▸ ESERCIZIO A
Riporta dal testo sul servizio sanitario nazionale il brano che comincia con le parole "La prova provata" e si ferma dopo "non vanno bene.".
▸ ESERCIZIO B
Queste affermazioni concordano con il testo sul servizio sanitario nazionale? (i) Il servizio sanitario nazionale è nato con una legge del 1978. (ii) Nel 2001 alle regioni fu affidato il potere concorrente di legislazione in materia sanitaria. (iii) Secondo Eurispes, nel 2023 circa la metà degli italiani ha rinunciato a curarsi. Rispondi sì o no a ciascuna e cita fedelmente le parole del testo che lo decidono.

▸ TESTO FORNITO

È una questione improcrastinabile se davvero teniamo al rispetto del principio primario per cui è nato il servizio sanitario nazionale con la legge 833 del 1978.
«Il servizio sanitario nazionale nell'ambito delle sue competenze persegue: a) il superamento degli squilibri territoriali nelle condizioni socio-sanitarie del Paese». È quanto prevede precisamente la legge degli anni Settanta in materia. D’altronde si potrebbe come tale normativa sia non altro che ispirata a quel famoso art. 3 della Costituzione che enuncia proprio l’uguaglianza e la parità di trattamento.
La realtà dei fatti, purtroppo, descrive altro. La struttura repubblicana è stata ripensata nel 2001 seppure non cambiando volto: la politica affidò alle regioni il cosiddetto potere concorrente di legislazione in materia sanitaria. Ma nessuno può negare (né politici, né giuristi, ecc.) come il potere centrale dello Stato sia davvero residuale se non quasi ininfluente riguardo alle garanzie qualitative sanitarie (lasciando da parte quelle quantitative per questa volta).
La prova provata è nei dati, nelle statistiche e nei viaggi della speranza che non cessano di arrestarsi ed anzi, a quanto appena detto, va aggiunto un elemento crescente in più: sempre più gente rinuncia a curarsi (circa il 33% degli italiani nel 2023 secondo Eurispes).
Non bisogna arretrare rispetto ad una presa di coscienza collettiva: le cose, così come stanno, non vanno bene.
E non vanno bene non solo sul piano sociale, ma prima di tutto giuridico-politico. Quest’ultimo aspetto è determinante perché il diritto è partorito dalla politica e scandisce le logiche sociali.
Se, quindi, il complesso di norme deriva da una scelta politica, è vero anche che la scelta politica del 2001 ha favorito l’acuirsi di venti sistemi sanitari differenziati che vivono sempre più di aspetti competitivi: da qui i viaggi della speranza e non solo perché c’è anche la qualità di vita da considerare a livello geografico.
Non è un caso che le differenze nette e maggiori tra regioni sono cresciute con l’avvento dell’iper autonomia sempre effetto della riforma del Titolo V di vent’anni fa orsono.
Abbiamo un dovere come Paese: o si cambia (e si fa l’Italia unita ed omogeneamente servita a livello sanitario qualitativo) o la disgregazione funzionale del sevizio sanitario nazionale sarà cosa certa.
Infatti non si tratterà di smantellamento, ma appositamente di disgregazione ovverosia quella dimensione latente che già da molti anni ci sta conducendo a ridurre la speranza di attendersi una dignitosa livellatura sanitaria al Sud.

▸ DATI FORNITI
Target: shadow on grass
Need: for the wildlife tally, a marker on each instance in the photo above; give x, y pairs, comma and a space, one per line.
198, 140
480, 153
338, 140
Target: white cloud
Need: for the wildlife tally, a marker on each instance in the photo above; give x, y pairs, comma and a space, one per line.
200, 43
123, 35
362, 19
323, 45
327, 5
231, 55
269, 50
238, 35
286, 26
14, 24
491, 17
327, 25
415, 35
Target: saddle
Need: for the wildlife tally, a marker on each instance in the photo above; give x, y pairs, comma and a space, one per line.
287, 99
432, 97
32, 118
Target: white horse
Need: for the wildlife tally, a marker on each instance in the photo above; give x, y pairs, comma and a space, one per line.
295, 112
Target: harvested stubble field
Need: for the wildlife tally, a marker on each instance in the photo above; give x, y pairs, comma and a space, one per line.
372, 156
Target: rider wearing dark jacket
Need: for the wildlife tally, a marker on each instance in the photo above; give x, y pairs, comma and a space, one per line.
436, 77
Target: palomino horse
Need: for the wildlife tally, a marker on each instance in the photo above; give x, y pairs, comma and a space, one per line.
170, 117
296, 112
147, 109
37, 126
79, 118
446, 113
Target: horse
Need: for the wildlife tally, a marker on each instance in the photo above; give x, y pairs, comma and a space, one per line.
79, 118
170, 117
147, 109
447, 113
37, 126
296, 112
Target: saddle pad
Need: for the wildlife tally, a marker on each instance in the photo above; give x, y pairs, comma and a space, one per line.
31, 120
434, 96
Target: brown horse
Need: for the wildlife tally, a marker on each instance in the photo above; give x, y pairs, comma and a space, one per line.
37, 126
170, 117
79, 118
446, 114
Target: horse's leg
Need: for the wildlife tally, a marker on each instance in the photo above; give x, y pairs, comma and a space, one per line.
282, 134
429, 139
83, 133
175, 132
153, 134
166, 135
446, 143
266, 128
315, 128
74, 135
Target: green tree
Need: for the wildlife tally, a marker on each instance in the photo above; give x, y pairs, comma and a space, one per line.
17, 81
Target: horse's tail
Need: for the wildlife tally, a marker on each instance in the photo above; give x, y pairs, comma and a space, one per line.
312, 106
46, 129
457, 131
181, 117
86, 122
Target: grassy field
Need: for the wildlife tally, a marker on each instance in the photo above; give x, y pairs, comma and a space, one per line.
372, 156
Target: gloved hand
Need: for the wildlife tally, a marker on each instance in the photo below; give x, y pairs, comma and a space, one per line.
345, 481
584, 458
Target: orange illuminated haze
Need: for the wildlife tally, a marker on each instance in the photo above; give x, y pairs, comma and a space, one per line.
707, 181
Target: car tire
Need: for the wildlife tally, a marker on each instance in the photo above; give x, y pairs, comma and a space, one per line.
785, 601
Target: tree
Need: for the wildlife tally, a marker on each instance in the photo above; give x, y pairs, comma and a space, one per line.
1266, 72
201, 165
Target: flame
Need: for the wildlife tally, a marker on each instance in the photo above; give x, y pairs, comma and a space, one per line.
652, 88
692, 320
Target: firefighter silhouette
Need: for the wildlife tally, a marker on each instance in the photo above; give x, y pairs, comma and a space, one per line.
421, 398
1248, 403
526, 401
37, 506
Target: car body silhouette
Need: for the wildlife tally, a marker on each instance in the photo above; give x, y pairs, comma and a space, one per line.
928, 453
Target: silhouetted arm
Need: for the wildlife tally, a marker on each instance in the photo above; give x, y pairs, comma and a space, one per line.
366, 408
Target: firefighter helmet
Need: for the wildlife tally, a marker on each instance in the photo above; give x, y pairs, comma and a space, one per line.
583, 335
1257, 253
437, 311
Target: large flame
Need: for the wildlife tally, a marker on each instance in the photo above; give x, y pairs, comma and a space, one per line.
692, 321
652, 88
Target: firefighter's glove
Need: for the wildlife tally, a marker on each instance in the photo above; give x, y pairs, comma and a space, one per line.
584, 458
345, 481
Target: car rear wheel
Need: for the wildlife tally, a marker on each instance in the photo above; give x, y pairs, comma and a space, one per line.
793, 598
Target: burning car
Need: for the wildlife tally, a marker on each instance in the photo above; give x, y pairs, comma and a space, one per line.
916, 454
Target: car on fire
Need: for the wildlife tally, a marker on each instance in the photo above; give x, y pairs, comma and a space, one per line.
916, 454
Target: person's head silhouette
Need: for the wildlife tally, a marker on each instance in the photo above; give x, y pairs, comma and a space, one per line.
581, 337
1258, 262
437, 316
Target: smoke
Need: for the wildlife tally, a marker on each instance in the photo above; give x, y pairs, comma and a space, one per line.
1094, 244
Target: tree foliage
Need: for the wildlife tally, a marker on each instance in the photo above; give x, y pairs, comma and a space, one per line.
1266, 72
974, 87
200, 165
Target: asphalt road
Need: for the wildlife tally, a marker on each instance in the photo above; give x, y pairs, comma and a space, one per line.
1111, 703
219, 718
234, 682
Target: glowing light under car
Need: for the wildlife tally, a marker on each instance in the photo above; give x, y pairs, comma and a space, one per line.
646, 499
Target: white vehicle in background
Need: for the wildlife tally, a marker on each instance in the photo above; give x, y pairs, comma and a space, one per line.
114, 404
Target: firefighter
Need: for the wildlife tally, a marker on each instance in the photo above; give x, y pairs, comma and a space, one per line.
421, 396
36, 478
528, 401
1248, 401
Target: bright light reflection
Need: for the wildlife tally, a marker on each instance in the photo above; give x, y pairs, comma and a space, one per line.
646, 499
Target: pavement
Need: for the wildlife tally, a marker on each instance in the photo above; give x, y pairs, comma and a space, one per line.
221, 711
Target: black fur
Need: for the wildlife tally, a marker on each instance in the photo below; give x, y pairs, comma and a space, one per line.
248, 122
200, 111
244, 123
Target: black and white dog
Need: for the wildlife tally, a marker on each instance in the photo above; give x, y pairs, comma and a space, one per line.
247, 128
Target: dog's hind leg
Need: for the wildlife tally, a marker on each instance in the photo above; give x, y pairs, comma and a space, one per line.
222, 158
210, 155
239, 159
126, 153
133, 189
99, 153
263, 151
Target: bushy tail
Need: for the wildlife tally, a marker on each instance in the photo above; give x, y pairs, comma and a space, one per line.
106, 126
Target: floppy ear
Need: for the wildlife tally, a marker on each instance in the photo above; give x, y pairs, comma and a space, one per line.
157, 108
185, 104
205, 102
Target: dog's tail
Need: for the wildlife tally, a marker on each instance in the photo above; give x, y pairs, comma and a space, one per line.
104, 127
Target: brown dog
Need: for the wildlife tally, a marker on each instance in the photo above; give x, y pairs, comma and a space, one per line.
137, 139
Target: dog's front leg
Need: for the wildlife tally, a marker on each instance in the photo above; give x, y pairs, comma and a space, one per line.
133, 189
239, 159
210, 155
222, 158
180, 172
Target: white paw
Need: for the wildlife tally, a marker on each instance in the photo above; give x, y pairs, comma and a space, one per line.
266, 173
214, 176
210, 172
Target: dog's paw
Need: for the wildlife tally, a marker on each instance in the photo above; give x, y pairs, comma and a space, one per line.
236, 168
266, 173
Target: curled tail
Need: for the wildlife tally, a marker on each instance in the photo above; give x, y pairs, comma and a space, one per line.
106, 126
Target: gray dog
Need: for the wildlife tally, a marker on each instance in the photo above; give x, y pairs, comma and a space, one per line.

▸ RISPOSTA A
La prova provata è nei dati, nelle statistiche e nei viaggi della speranza che non cessano di arrestarsi ed anzi, a quanto appena detto, va aggiunto un elemento crescente in più: sempre più gente rinuncia a curarsi (circa il 33% degli italiani nel 2023 secondo Eurispes).
Non bisogna arretrare rispetto ad una presa di coscienza collettiva: le cose, così come stanno, non vanno bene.

▸ RISPOSTA B
(i) Sì: «con la legge 833 del 1978».
(ii) Sì: «la politica affidò alle regioni il cosiddetto potere concorrente di legislazione in materia sanitaria».
(iii) No: «circa il 33% degli italiani nel 2023 secondo Eurispes».